-- Begin Given records --

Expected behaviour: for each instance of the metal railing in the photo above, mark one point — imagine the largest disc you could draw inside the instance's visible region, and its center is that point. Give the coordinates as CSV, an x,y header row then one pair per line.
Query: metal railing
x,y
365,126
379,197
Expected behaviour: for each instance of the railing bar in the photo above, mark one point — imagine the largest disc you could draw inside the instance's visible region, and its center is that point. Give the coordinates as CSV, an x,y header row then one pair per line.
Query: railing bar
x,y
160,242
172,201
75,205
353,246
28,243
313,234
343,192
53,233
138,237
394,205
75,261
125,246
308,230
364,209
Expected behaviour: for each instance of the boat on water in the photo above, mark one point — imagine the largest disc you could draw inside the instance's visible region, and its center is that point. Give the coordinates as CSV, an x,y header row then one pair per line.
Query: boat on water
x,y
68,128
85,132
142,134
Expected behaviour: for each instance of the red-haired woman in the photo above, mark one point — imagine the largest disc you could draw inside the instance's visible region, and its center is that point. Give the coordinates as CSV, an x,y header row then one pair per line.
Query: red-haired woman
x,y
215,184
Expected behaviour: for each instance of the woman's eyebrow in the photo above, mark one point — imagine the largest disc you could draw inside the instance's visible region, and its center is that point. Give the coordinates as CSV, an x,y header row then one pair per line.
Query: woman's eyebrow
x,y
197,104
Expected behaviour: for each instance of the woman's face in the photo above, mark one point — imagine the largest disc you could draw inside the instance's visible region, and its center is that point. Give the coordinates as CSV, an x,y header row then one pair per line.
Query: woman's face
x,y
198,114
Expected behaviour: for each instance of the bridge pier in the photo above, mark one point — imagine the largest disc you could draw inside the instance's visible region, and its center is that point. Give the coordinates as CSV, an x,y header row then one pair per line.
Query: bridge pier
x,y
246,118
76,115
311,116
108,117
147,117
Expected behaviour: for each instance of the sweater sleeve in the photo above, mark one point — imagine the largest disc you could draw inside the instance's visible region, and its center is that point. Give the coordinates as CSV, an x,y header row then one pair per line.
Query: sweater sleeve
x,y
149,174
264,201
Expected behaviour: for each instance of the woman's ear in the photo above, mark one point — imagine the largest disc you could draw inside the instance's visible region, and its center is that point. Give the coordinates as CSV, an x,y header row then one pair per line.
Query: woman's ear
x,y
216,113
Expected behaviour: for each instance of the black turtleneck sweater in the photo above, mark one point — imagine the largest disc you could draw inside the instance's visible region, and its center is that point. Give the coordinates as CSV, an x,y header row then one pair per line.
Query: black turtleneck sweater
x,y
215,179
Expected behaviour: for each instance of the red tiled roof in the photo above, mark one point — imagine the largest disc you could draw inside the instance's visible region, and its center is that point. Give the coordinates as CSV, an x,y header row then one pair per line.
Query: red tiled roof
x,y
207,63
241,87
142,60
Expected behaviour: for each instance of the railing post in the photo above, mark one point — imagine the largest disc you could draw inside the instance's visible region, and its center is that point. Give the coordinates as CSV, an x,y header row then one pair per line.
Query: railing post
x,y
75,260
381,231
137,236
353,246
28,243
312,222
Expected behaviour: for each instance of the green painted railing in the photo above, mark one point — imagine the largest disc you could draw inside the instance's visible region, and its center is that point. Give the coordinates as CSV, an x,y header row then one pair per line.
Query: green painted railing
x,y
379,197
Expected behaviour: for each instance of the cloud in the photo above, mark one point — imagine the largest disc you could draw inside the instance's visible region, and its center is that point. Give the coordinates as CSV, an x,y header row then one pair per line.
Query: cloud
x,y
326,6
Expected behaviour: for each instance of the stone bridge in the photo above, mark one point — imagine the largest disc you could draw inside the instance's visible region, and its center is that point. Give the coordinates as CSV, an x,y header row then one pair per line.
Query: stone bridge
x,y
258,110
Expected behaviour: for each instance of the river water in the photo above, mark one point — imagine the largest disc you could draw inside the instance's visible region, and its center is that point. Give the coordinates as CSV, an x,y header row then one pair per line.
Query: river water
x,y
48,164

-- End Given records --

Copy out every line of the data above, word for word and without changes.

Expected behaviour: for each instance of the metal railing in the photo above, mark one point — imagine the largest disc you could draw inside the instance's visible region, and its center is that point. Give the coordinates as CSV, an x,y header row then one pair per line.
Query: metal railing
x,y
365,126
379,197
Expected behaviour: for each instance of the railing bar in the photo above, mark one point — imagine the largest disc you could draw inside the instance's visible region, and its center is that point. Give the coordinates as CSV, an x,y header row then one pair per line.
Query: railing bar
x,y
160,242
172,201
75,205
353,246
28,243
313,234
343,192
53,233
138,237
394,205
75,261
125,246
308,230
364,209
Expected behaviour: for each instance of the boat on water in the photo above, mark one point — imagine the largest disc you could draw inside the instance's visible region, and its center is that point. Give the coordinates as CSV, an x,y header row then one pair per line.
Query: boat on water
x,y
68,128
85,132
142,134
Expected behaviour: for each instance of the red-haired woman in the photo above, mark one point — imagine the largest disc you could draw inside the instance's visible region, and its center is that point. Give the coordinates as CSV, an x,y header row then one pair per line.
Query: red-haired woman
x,y
215,184
Expected behaviour: for each instance of the woman's eyebrow in the photo above, mark one point — imagine the largest disc you could draw inside the instance's visible region, and its center is that point. Give the coordinates as CSV, an x,y header row then one pair per line.
Query: woman's eyebrow
x,y
197,104
Expected behaviour: for each instance of the woman's face in the photo above, mark one point — imagine the largest disc you could draw inside the instance's visible region, and its center is that point. Give the coordinates as CSV, an x,y header row then one pair per line.
Query: woman's face
x,y
198,114
Expected behaviour: for each instance of the bridge pier in the photo above, mark one point — imagine the largest disc you could draw inside the instance's visible region, and its center is that point. Give the coordinates as CSV, an x,y header row then one pair per line.
Query: bridge pier
x,y
246,118
76,115
311,116
108,117
147,117
Expected behaviour: for each instance of the sweater sleeve in the photo above, mark one point — imagine the largest disc you could draw inside the instance's visible region, and its center is that point. Give the coordinates as CSV, an x,y header row then one pair per line.
Query: sweater sleeve
x,y
149,174
264,201
Expected behaviour: for each instance of the woman's ear in the photo above, mark one point — imagine the largest disc you could draw inside the instance's visible region, and its center is that point. Give the coordinates as CSV, an x,y header row then one pair per line.
Query: woman's ear
x,y
216,113
Expected behaviour: for each instance of the black turtleneck sweater in the photo above, mark one point — imagine the largest disc you could draw inside the instance's visible region, and its center is that point. Give the coordinates as CSV, an x,y header row then one pair per line.
Query: black turtleneck sweater
x,y
215,179
Expected behaviour: for each instance of the red tiled roof in the photo above, mark one point — imagine the largest disc you could draw inside the instance's visible region, and its center is that point. Give the coordinates as CSV, an x,y header row then one pair per line.
Query: red tiled roof
x,y
207,63
241,87
142,60
Expected behaviour: for each instance of the railing post in the photo above, mark one point — imagine the largest disc you could draw inside the instance's visible region, and its center is that point. Give the coordinates as CSV, an x,y header row then one pair per line.
Query: railing post
x,y
75,260
381,231
137,236
353,246
28,243
312,222
Expected behaviour: for each instance of the green painted railing in the photo above, mark one point — imagine the largest disc you could draw inside the instance's visible region, and its center is that point. Give the coordinates as CSV, an x,y header row then one pair per line.
Query: green painted railing
x,y
379,197
Expected behaviour: for each instance of the cloud in the photo above, mark one point — imagine the largest disc you could draw inside the instance's visible region, and its center is that point. Give the coordinates as CSV, an x,y header row then one pair per line.
Query: cloud
x,y
326,6
Expected behaviour: for each instance of the stone bridge in the photo above, mark one point — imagine the largest disc you could draw inside the instance's visible region, and its center is that point. Give the coordinates as CSV, an x,y header row then one pair per line.
Query: stone bridge
x,y
258,110
Expected behaviour: for each instance of the river water in the photo above, mark one point — imagine the largest disc you could draw inside the instance's visible region, and its center is that point. Give the coordinates as CSV, an x,y header row then one pair per line.
Query: river water
x,y
48,164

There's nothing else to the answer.